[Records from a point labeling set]
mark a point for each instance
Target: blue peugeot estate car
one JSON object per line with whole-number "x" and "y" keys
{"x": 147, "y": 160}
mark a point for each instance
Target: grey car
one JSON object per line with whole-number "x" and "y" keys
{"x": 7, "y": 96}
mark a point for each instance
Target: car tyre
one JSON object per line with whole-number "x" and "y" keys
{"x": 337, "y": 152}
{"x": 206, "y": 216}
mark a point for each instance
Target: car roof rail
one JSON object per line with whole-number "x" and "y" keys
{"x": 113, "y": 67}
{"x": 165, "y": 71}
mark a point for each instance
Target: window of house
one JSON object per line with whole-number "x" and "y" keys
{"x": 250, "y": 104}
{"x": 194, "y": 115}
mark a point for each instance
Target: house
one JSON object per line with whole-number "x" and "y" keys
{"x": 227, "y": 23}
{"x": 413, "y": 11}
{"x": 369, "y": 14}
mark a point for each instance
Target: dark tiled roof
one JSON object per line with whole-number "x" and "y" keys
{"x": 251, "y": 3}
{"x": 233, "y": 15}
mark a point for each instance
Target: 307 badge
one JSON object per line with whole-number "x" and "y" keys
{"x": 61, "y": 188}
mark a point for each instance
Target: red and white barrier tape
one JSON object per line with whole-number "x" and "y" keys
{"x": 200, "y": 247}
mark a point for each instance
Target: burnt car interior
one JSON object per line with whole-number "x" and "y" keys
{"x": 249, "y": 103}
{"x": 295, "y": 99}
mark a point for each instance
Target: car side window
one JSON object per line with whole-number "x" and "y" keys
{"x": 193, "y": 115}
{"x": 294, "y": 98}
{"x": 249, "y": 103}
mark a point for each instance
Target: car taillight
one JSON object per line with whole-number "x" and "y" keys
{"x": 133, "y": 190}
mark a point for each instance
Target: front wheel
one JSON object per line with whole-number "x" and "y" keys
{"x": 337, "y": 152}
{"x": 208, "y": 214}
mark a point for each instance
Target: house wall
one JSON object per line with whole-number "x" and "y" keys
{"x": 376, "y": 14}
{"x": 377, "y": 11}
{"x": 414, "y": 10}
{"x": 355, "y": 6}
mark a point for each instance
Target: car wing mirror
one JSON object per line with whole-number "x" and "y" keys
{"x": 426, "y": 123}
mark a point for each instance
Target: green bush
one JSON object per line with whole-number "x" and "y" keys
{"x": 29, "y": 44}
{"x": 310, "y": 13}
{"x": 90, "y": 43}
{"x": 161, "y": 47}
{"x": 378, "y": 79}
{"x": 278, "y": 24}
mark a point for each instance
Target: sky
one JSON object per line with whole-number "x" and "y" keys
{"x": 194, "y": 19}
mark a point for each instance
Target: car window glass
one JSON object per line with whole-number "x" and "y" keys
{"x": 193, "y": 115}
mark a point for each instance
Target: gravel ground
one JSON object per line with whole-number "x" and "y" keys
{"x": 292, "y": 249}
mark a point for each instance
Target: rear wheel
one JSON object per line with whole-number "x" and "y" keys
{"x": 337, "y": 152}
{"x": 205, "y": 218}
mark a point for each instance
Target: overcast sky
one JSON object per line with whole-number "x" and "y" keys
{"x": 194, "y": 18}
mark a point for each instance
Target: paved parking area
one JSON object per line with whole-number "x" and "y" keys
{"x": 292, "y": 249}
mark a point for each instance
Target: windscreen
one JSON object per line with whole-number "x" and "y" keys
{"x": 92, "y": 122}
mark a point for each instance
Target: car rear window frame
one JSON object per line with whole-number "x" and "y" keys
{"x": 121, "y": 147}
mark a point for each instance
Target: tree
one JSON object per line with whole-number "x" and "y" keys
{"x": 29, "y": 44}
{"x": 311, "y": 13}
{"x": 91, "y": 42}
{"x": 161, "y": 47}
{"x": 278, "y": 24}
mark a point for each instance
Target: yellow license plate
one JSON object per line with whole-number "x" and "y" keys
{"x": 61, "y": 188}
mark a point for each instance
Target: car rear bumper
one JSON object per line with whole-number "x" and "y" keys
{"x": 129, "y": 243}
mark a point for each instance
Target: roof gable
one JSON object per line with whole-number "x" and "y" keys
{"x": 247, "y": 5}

What to produce: Type out the full listing again, exactly as given.

Right answer:
mark a point for each instance
Target: blue peugeot estate car
one JSON object per line with whole-number "x" and "y" keys
{"x": 147, "y": 160}
mark a point for each instance
Target: grey car
one JSON object per line with whole-number "x" and "y" keys
{"x": 7, "y": 96}
mark a point for each instance
Target: car tyre
one JSON object per line with whole-number "x" and "y" keys
{"x": 337, "y": 152}
{"x": 206, "y": 216}
mark a point for each instance
Target: car roof rail
one JSON object per line with whole-number "x" and "y" keys
{"x": 113, "y": 67}
{"x": 165, "y": 71}
mark a point for each instance
Target: window of house
one JSON object per line with whole-number "x" and "y" keys
{"x": 250, "y": 104}
{"x": 194, "y": 115}
mark a point for each instance
Target: house
one JSON object per line with whole-number "x" and "y" keys
{"x": 227, "y": 23}
{"x": 413, "y": 11}
{"x": 369, "y": 14}
mark a point for each instance
Target: dark tiled roof
one JSON object per line with whole-number "x" and "y" keys
{"x": 251, "y": 3}
{"x": 233, "y": 15}
mark a point for each instance
Target: 307 badge
one JSON object per line with whole-number "x" and "y" keys
{"x": 61, "y": 188}
mark a point for each instance
Target: red and white barrier tape
one JSON object per line with whole-number "x" and "y" keys
{"x": 200, "y": 247}
mark a point for each instance
Target: burnt car interior
one JSON object per line with whole-number "x" and "y" keys
{"x": 249, "y": 103}
{"x": 295, "y": 99}
mark a point for each instance
Target: car side window
one JSON object per line with whole-number "x" and "y" keys
{"x": 193, "y": 115}
{"x": 294, "y": 98}
{"x": 249, "y": 103}
mark a point for each instance
Target: car taillight
one JSON object per line with whole-number "x" and "y" keys
{"x": 133, "y": 190}
mark a point for each instance
Target: front wheel
one JSON object per line with whole-number "x" and "y" keys
{"x": 337, "y": 152}
{"x": 208, "y": 214}
mark a point for each instance
Target: house wall
one JSON object per line with whole-number "x" and "y" keys
{"x": 376, "y": 14}
{"x": 377, "y": 11}
{"x": 414, "y": 10}
{"x": 355, "y": 6}
mark a point for each instance
Target: car wing mirror
one JSON object per line with whole-number "x" and "y" keys
{"x": 426, "y": 123}
mark a point for each instance
Target: green bush
one JSON object per line with whole-number "x" and "y" keys
{"x": 29, "y": 44}
{"x": 310, "y": 13}
{"x": 90, "y": 43}
{"x": 161, "y": 47}
{"x": 378, "y": 79}
{"x": 278, "y": 24}
mark a point for each instance
Target: sky
one JSON object per line with whole-number "x" and "y" keys
{"x": 194, "y": 19}
mark a point for each instance
Target: car window glass
one JSON object per line with whole-number "x" and "y" keys
{"x": 193, "y": 115}
mark a point for each instance
Target: gravel ground
one JSON object per line with whole-number "x" and "y" keys
{"x": 292, "y": 249}
mark a point for each instance
Target: rear wheel
one JSON object per line with whole-number "x" and "y" keys
{"x": 337, "y": 152}
{"x": 205, "y": 218}
mark a point for each instance
Target: overcast sky
one JSON object per line with whole-number "x" and "y" keys
{"x": 194, "y": 18}
mark a point for each instance
Target: paved parking area
one JSON object per line with whole-number "x" and "y" keys
{"x": 292, "y": 249}
mark a point for each instance
Target: windscreen
one JSON object per line with whole-number "x" and "y" keys
{"x": 92, "y": 122}
mark a point for each instance
Target: car rear window frame
one JSON object per line with whole-number "x" and "y" keys
{"x": 121, "y": 147}
mark a point for each instance
Target: tree
one JSON object per line with whole-number "x" and "y" keys
{"x": 29, "y": 44}
{"x": 311, "y": 13}
{"x": 91, "y": 42}
{"x": 161, "y": 47}
{"x": 278, "y": 24}
mark a point for each instance
Target: yellow license plate
one JSON object per line with whole-number "x" and "y" keys
{"x": 61, "y": 188}
mark a point for each instance
Target: car rear bumper
one JSON object per line with whole-number "x" and "y" keys
{"x": 129, "y": 243}
mark a point for each instance
Target: roof gable
one JSON object per line with whole-number "x" and "y" keys
{"x": 247, "y": 5}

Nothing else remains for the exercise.